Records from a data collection
..........
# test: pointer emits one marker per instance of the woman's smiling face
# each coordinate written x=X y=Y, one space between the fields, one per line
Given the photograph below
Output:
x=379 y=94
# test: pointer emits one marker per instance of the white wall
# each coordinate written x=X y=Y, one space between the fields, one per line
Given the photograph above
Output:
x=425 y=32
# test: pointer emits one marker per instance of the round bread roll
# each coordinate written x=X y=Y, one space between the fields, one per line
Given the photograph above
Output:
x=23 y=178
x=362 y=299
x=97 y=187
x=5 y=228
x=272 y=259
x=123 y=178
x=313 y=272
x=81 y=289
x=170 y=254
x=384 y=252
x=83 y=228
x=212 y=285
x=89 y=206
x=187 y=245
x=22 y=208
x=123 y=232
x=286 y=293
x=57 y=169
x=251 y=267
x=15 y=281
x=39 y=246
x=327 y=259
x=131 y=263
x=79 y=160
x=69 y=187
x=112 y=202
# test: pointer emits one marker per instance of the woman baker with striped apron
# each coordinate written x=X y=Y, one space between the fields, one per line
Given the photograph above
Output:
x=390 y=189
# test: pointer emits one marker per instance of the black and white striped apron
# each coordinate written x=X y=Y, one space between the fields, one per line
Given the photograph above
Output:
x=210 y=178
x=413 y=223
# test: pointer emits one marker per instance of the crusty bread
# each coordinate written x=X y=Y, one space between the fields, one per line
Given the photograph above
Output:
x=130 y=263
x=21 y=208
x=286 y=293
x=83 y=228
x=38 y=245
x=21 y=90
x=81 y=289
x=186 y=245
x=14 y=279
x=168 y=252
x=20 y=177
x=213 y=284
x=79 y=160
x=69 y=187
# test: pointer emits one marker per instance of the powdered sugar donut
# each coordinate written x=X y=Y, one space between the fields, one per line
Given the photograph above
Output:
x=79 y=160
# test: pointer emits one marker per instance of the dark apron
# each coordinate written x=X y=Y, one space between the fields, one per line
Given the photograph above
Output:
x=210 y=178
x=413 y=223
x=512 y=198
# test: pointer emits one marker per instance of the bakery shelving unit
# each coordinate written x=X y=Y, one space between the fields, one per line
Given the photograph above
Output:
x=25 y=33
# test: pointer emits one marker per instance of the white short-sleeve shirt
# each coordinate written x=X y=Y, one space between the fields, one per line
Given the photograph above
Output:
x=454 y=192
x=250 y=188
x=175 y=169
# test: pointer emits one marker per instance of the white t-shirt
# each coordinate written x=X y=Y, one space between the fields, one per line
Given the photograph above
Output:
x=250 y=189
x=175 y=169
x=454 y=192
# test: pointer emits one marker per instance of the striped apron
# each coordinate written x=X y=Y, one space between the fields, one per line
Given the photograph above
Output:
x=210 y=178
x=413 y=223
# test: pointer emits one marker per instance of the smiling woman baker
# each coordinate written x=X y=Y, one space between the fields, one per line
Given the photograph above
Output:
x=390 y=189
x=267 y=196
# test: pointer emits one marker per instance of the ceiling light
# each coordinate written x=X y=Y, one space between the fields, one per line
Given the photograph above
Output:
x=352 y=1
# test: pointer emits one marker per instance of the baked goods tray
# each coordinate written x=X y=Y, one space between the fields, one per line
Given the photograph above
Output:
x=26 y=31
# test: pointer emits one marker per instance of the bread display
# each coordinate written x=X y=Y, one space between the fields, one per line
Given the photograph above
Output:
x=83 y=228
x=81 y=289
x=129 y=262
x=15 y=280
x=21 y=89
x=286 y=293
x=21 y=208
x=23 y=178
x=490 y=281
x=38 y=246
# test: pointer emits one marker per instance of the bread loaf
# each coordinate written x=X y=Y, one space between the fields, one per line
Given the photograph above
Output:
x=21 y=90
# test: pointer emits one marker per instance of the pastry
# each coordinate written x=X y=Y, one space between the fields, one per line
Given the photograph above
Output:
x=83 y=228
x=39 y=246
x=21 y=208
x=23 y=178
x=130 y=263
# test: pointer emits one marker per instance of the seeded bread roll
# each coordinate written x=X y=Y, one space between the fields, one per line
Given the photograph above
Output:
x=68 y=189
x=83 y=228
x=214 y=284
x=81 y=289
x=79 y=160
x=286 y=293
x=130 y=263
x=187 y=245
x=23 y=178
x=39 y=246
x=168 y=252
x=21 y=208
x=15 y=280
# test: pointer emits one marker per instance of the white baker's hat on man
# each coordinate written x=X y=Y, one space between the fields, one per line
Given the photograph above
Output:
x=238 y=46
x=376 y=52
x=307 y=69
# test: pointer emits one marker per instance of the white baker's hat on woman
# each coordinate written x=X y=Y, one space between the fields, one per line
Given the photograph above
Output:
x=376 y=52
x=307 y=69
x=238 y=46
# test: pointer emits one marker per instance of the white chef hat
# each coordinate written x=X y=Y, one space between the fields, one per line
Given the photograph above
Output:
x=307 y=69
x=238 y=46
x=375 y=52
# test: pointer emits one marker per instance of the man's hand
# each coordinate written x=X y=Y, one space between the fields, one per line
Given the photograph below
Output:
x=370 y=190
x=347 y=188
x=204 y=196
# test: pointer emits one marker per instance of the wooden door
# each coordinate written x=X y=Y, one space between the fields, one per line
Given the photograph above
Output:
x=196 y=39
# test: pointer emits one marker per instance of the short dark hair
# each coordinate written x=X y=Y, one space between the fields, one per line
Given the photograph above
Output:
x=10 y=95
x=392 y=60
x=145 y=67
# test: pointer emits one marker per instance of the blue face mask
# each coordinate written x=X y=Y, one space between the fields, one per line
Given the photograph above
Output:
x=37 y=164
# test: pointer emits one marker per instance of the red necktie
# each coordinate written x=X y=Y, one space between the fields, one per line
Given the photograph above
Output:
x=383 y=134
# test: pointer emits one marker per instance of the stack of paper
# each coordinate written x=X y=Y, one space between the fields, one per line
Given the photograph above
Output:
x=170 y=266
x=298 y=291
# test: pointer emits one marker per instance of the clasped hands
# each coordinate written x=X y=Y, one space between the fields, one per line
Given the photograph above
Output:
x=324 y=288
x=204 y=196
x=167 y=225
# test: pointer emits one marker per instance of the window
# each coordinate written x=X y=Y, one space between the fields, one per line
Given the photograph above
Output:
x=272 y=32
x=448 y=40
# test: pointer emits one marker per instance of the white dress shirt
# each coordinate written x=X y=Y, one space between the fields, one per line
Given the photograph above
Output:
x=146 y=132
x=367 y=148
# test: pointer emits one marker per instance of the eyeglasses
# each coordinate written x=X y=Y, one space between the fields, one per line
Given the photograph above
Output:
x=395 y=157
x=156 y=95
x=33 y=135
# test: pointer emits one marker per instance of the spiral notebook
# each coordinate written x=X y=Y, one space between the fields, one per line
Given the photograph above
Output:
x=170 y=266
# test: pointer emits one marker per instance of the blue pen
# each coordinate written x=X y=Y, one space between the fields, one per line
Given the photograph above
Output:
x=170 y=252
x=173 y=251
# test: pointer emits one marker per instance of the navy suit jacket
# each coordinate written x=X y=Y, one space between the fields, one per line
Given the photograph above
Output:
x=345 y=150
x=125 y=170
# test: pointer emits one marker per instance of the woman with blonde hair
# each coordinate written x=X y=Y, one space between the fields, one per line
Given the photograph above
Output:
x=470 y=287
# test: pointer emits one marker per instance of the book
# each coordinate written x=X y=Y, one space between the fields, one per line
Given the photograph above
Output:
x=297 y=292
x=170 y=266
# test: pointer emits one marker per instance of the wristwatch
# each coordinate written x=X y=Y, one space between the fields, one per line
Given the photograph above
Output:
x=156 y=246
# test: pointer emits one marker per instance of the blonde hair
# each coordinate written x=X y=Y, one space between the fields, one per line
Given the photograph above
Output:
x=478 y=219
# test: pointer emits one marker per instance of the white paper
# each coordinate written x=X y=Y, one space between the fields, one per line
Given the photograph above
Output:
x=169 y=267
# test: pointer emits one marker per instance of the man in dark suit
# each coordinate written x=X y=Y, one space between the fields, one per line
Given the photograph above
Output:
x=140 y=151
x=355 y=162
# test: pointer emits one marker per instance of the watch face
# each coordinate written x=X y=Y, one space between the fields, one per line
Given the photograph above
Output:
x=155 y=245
..........
Required work
Put the data above into a JSON list of strings, one string per line and no blank lines, beginning at the line that contains "# test: pointer emits one marker per instance of the blonde" and stopping after the line that contains "x=478 y=219".

Solution to the problem
[
  "# test: pointer emits one marker per instance of the blonde hair",
  "# each coordinate written x=X y=Y, one space between the fields, one per line",
  "Given the photograph above",
  "Output:",
  "x=478 y=219"
]